## WHAT YOU WILL DO:
From the items below, keep only the lines that contain the word "brick", and copy each of those lines unchanged.

>> Start ROWS

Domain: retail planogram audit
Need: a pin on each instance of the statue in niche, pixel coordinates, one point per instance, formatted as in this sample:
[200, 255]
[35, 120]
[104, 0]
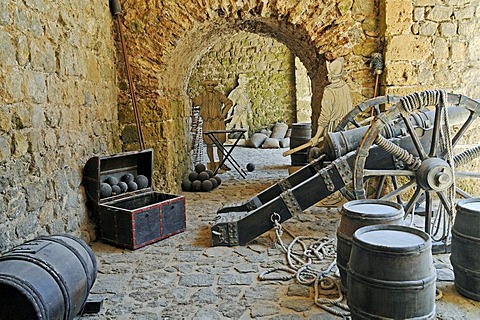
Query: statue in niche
[336, 102]
[241, 112]
[214, 107]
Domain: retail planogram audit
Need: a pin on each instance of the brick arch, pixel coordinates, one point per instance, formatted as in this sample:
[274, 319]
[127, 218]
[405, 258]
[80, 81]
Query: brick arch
[165, 40]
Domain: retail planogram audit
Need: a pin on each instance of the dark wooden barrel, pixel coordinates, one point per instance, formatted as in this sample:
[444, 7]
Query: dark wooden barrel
[391, 274]
[301, 134]
[46, 278]
[465, 255]
[357, 214]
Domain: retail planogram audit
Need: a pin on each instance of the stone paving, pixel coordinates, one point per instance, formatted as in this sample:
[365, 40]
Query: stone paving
[184, 277]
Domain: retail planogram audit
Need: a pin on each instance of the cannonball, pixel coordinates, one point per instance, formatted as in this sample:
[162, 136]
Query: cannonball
[196, 185]
[132, 186]
[186, 185]
[111, 180]
[207, 185]
[128, 177]
[199, 167]
[193, 176]
[202, 176]
[123, 186]
[214, 182]
[142, 181]
[116, 189]
[105, 190]
[210, 173]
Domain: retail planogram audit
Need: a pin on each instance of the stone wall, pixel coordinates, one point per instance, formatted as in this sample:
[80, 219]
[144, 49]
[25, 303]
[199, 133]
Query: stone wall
[58, 108]
[167, 39]
[269, 66]
[432, 44]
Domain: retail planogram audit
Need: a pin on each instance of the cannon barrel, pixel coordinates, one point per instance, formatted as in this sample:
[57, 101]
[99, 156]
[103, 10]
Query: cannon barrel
[337, 144]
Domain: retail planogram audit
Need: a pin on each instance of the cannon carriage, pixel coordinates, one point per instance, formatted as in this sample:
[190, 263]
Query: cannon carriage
[404, 145]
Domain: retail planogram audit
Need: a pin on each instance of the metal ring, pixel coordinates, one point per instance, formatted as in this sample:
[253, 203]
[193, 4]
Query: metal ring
[275, 217]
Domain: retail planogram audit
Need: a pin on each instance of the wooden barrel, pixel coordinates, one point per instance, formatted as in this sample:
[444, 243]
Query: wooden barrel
[391, 274]
[357, 214]
[465, 255]
[301, 134]
[46, 278]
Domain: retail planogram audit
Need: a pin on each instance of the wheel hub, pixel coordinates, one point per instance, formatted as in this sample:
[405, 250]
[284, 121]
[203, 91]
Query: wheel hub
[435, 174]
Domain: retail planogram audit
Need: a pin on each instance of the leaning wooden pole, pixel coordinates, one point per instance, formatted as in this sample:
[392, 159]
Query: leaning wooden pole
[116, 10]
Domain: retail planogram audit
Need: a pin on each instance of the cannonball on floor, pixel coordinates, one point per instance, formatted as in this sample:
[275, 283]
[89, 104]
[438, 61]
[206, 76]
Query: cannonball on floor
[201, 180]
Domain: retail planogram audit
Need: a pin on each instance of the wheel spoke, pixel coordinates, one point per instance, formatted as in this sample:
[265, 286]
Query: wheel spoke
[380, 186]
[404, 173]
[399, 191]
[428, 212]
[463, 193]
[445, 202]
[416, 141]
[462, 130]
[436, 132]
[395, 186]
[462, 174]
[413, 200]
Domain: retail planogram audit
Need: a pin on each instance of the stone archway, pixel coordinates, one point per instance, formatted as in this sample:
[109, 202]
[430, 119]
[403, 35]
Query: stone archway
[167, 38]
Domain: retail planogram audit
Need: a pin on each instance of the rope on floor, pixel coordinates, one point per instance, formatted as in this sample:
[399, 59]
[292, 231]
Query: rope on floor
[302, 259]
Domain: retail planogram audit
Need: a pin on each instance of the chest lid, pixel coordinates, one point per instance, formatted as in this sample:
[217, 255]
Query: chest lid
[117, 176]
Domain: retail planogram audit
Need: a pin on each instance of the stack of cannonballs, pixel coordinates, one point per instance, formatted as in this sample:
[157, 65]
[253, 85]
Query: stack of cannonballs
[111, 186]
[201, 180]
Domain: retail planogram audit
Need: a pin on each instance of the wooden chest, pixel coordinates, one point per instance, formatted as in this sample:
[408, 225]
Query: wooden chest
[131, 218]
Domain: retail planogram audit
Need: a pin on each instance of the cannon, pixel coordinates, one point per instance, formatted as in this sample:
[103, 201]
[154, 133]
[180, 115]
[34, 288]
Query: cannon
[405, 148]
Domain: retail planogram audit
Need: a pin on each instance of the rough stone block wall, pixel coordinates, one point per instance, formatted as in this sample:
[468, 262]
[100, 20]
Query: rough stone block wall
[432, 44]
[167, 39]
[269, 66]
[58, 108]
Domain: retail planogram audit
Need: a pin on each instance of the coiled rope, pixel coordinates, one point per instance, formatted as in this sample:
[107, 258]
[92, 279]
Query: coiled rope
[301, 266]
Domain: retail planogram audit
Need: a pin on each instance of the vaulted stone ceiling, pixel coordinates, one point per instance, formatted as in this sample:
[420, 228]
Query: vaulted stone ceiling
[166, 38]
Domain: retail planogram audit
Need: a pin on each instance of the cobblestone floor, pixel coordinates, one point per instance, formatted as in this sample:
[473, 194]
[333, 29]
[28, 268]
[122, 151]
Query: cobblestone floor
[184, 277]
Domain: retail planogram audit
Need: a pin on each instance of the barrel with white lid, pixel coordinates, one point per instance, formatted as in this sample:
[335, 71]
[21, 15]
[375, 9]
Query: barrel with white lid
[391, 274]
[357, 214]
[465, 255]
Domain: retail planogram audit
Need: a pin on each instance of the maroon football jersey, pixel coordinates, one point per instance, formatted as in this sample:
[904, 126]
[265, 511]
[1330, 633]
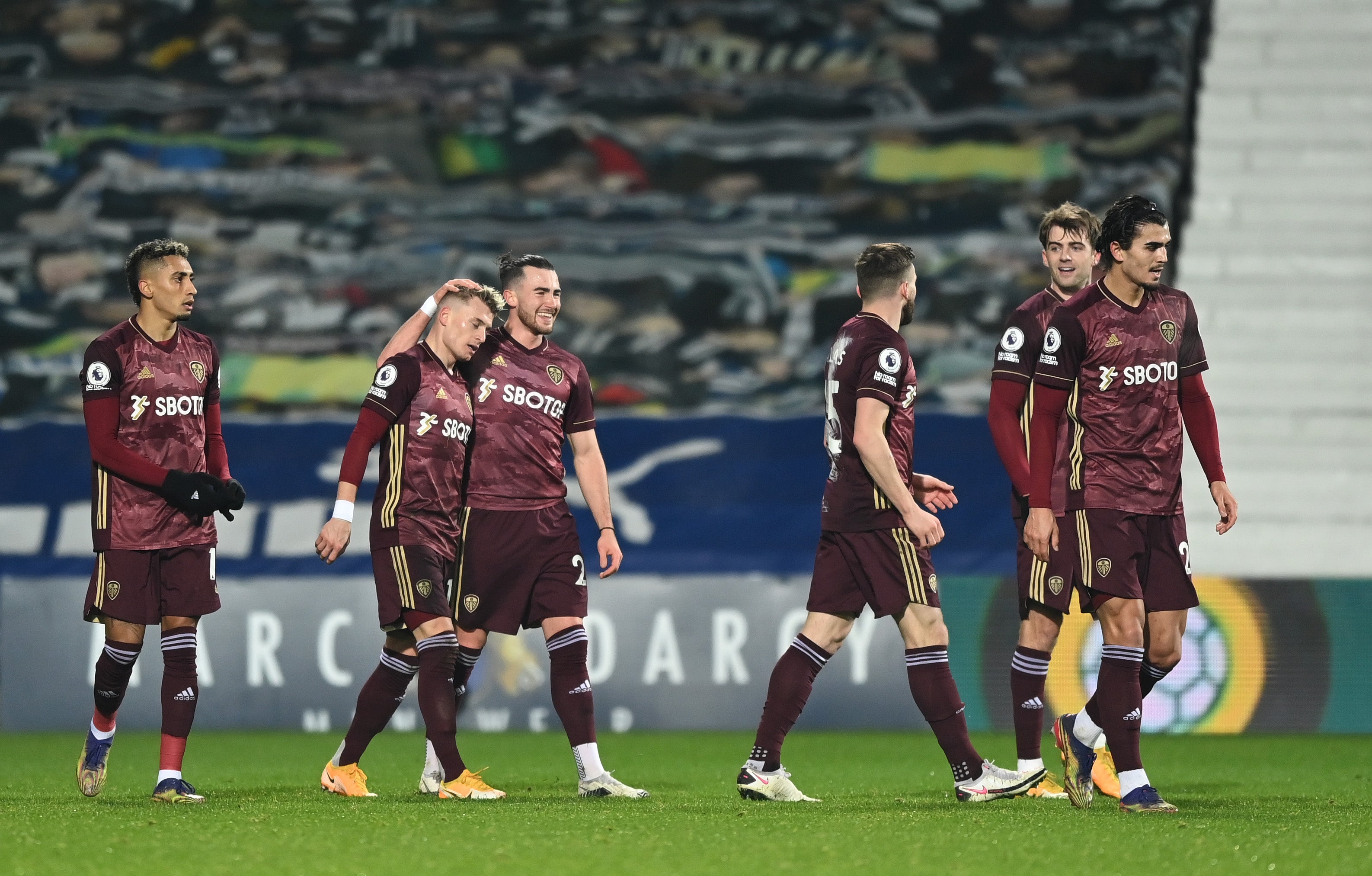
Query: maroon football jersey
[526, 403]
[1017, 355]
[869, 360]
[164, 389]
[1121, 366]
[420, 491]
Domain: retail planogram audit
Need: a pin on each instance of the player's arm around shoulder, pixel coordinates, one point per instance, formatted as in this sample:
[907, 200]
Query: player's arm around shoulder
[595, 482]
[870, 443]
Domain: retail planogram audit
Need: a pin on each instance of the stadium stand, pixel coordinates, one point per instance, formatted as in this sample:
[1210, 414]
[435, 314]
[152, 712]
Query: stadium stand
[1276, 256]
[701, 173]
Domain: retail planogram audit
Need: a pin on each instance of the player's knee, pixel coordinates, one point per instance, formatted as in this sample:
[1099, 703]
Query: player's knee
[1165, 655]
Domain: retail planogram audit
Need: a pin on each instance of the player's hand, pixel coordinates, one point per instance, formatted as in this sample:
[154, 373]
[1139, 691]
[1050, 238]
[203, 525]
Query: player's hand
[932, 494]
[611, 554]
[198, 494]
[452, 286]
[233, 496]
[1227, 504]
[1042, 532]
[925, 528]
[334, 540]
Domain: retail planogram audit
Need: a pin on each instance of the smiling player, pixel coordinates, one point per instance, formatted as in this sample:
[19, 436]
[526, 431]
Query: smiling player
[522, 563]
[1123, 360]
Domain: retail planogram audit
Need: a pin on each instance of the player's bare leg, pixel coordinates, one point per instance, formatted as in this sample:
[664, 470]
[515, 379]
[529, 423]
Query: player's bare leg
[376, 702]
[1028, 673]
[180, 694]
[122, 643]
[470, 645]
[572, 700]
[763, 778]
[936, 695]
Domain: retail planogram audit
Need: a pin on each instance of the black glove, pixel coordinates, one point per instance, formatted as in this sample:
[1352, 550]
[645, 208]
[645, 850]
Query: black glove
[198, 494]
[233, 496]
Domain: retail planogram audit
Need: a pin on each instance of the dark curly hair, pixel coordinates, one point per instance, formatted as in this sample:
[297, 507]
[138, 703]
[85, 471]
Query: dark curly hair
[144, 253]
[1123, 221]
[512, 267]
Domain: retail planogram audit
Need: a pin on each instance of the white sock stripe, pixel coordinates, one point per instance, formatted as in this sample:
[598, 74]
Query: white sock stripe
[1028, 668]
[442, 640]
[401, 666]
[1123, 653]
[927, 660]
[813, 653]
[177, 645]
[570, 638]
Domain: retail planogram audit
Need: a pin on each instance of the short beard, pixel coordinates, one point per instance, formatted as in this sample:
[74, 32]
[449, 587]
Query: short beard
[533, 324]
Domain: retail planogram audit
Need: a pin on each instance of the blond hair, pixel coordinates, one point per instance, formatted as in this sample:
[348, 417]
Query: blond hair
[1072, 219]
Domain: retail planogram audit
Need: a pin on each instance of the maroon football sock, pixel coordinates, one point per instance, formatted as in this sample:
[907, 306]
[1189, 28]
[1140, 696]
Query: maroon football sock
[112, 680]
[936, 695]
[1028, 672]
[792, 680]
[438, 655]
[571, 684]
[1121, 703]
[1150, 675]
[467, 660]
[376, 702]
[180, 686]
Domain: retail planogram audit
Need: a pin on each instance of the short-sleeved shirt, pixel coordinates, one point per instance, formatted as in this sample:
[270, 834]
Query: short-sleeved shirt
[869, 360]
[164, 389]
[1123, 367]
[1017, 356]
[528, 401]
[419, 497]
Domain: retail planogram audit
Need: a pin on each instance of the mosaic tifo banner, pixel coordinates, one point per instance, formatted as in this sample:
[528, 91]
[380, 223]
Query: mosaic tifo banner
[696, 651]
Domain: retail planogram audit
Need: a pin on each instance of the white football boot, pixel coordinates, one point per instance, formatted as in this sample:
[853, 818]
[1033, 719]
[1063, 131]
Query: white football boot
[755, 784]
[997, 783]
[608, 786]
[433, 776]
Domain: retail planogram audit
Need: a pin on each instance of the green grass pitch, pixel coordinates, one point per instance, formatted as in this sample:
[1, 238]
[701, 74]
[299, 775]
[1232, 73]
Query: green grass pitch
[1249, 805]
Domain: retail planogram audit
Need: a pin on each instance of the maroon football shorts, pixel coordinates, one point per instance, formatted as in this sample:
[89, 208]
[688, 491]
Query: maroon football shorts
[143, 587]
[1134, 557]
[1049, 584]
[881, 569]
[411, 578]
[518, 569]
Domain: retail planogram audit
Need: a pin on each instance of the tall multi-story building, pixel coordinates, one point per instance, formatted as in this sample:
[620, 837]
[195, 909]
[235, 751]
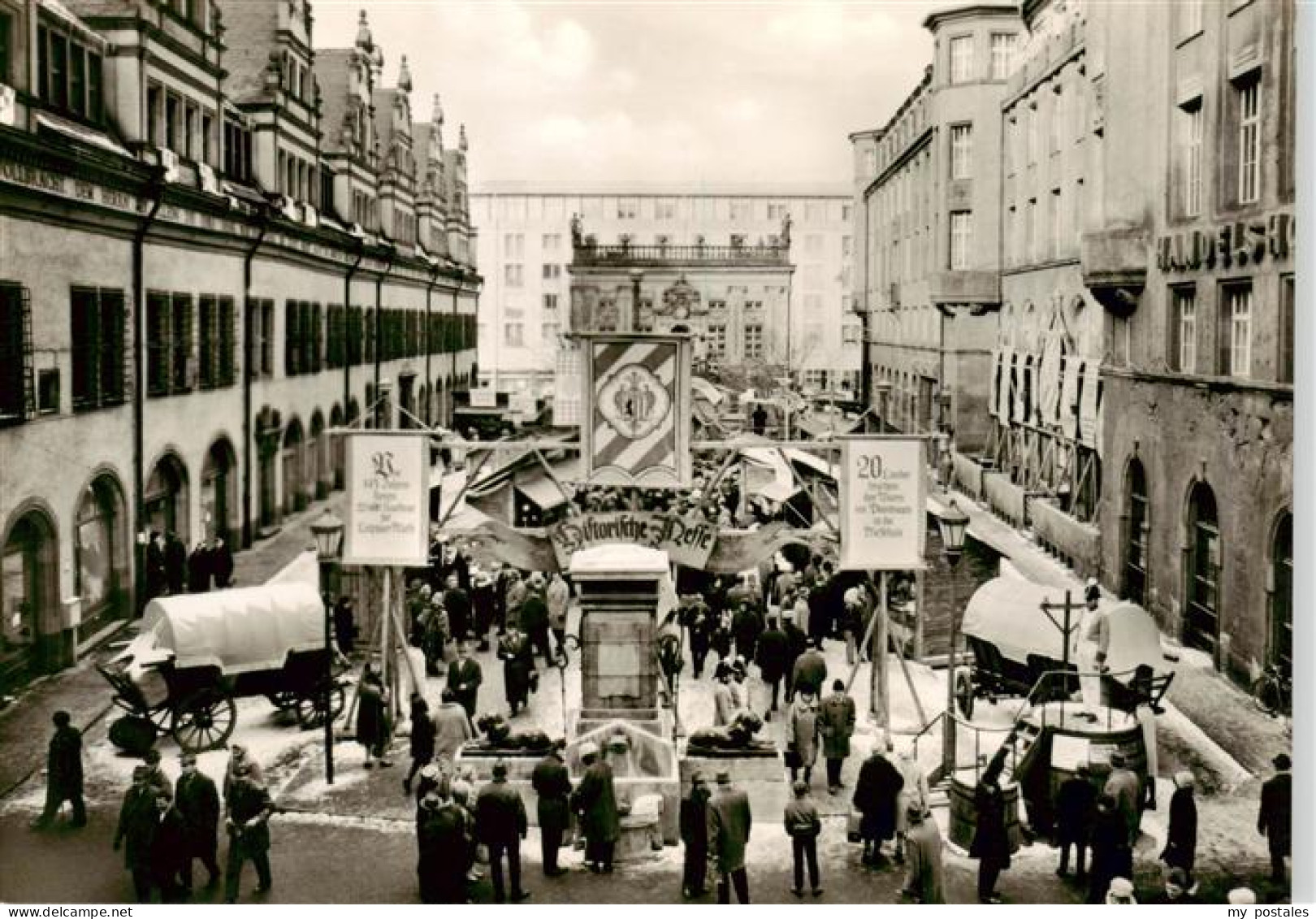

>> End ROWS

## SOLUTION TO THIS EXERCISE:
Need: a pin on each instance of the brick arch, pixel coordinates, one point per instance, formatted as in this sample:
Query: brick arch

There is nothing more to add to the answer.